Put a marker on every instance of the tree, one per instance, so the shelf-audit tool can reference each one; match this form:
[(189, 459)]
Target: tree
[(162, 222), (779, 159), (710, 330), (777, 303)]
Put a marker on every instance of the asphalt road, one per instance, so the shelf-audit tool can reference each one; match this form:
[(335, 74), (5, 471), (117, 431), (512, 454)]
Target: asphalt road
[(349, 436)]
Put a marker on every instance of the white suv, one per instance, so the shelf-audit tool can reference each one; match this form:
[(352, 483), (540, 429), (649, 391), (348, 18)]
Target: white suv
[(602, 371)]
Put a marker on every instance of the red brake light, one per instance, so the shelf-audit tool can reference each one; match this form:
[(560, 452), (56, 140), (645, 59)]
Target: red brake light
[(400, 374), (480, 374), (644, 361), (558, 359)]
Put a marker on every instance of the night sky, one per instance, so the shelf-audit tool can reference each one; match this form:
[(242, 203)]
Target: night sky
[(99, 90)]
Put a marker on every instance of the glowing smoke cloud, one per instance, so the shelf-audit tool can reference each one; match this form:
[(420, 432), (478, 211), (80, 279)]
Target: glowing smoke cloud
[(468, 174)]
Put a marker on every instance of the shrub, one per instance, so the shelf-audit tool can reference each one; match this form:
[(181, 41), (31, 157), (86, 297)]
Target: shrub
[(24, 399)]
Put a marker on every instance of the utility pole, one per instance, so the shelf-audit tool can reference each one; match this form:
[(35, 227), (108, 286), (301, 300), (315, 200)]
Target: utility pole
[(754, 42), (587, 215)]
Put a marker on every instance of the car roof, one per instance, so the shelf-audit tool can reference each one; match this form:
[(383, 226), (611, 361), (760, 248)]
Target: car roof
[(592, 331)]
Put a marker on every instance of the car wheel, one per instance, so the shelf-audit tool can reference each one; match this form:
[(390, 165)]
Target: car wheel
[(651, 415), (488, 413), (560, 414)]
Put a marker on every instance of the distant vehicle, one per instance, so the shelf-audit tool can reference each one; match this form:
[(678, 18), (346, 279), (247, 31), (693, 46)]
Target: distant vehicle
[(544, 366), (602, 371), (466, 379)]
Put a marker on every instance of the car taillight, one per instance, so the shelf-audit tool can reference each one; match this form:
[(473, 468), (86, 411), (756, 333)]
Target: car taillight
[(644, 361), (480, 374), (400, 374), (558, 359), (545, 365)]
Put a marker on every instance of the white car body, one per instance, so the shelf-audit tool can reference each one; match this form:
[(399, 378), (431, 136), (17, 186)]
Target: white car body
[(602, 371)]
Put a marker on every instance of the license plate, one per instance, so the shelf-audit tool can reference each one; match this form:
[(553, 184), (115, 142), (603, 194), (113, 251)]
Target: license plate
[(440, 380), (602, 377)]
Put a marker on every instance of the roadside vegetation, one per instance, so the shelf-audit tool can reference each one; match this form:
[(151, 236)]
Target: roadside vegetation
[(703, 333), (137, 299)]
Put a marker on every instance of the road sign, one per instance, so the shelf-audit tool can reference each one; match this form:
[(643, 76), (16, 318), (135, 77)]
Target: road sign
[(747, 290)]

---+---

__What is required__
Reproduce exactly the line bearing "Put a marker on every instance of the distant" and all the lines that come after it in the records above; add nothing.

__Answer to the exercise__
Put a marker on every instance of the distant vehicle, one per instance, so the shelf-audit tool can reference each one; match this form:
[(678, 18), (346, 279), (247, 31), (693, 46)]
Target: distant vehicle
[(544, 366), (602, 371), (466, 379)]
Put a marker on every instance of the car taillight, one per instance, so the shelf-audit tool can reference each one; match this form:
[(473, 468), (86, 411), (756, 333)]
Target: car taillight
[(644, 361), (480, 374), (400, 374), (558, 359), (545, 365)]
Put a marker on every instance of the white car body, one per instance, so the shelf-audit tool can reference each one; match this form:
[(399, 378), (431, 136), (17, 186)]
Target: white car body
[(602, 371)]
Put a marker on every instance of the license plate, one per instance, so the shelf-audit tool can reference each one; match this form:
[(553, 184), (115, 142), (603, 194), (113, 251)]
Target: license plate
[(440, 380), (602, 377)]
Put a marker on every instance of the roadside vegetation, one per instance, so the shelf-audit tool can reference each one; match this form:
[(151, 236)]
Target: roadside vegetation
[(703, 333), (137, 299)]
Put a marker on every instance of the road sign, one per instance, so the shelf-audit tool can reference each one; match this form:
[(643, 76), (16, 318), (135, 77)]
Target: road sign
[(747, 290)]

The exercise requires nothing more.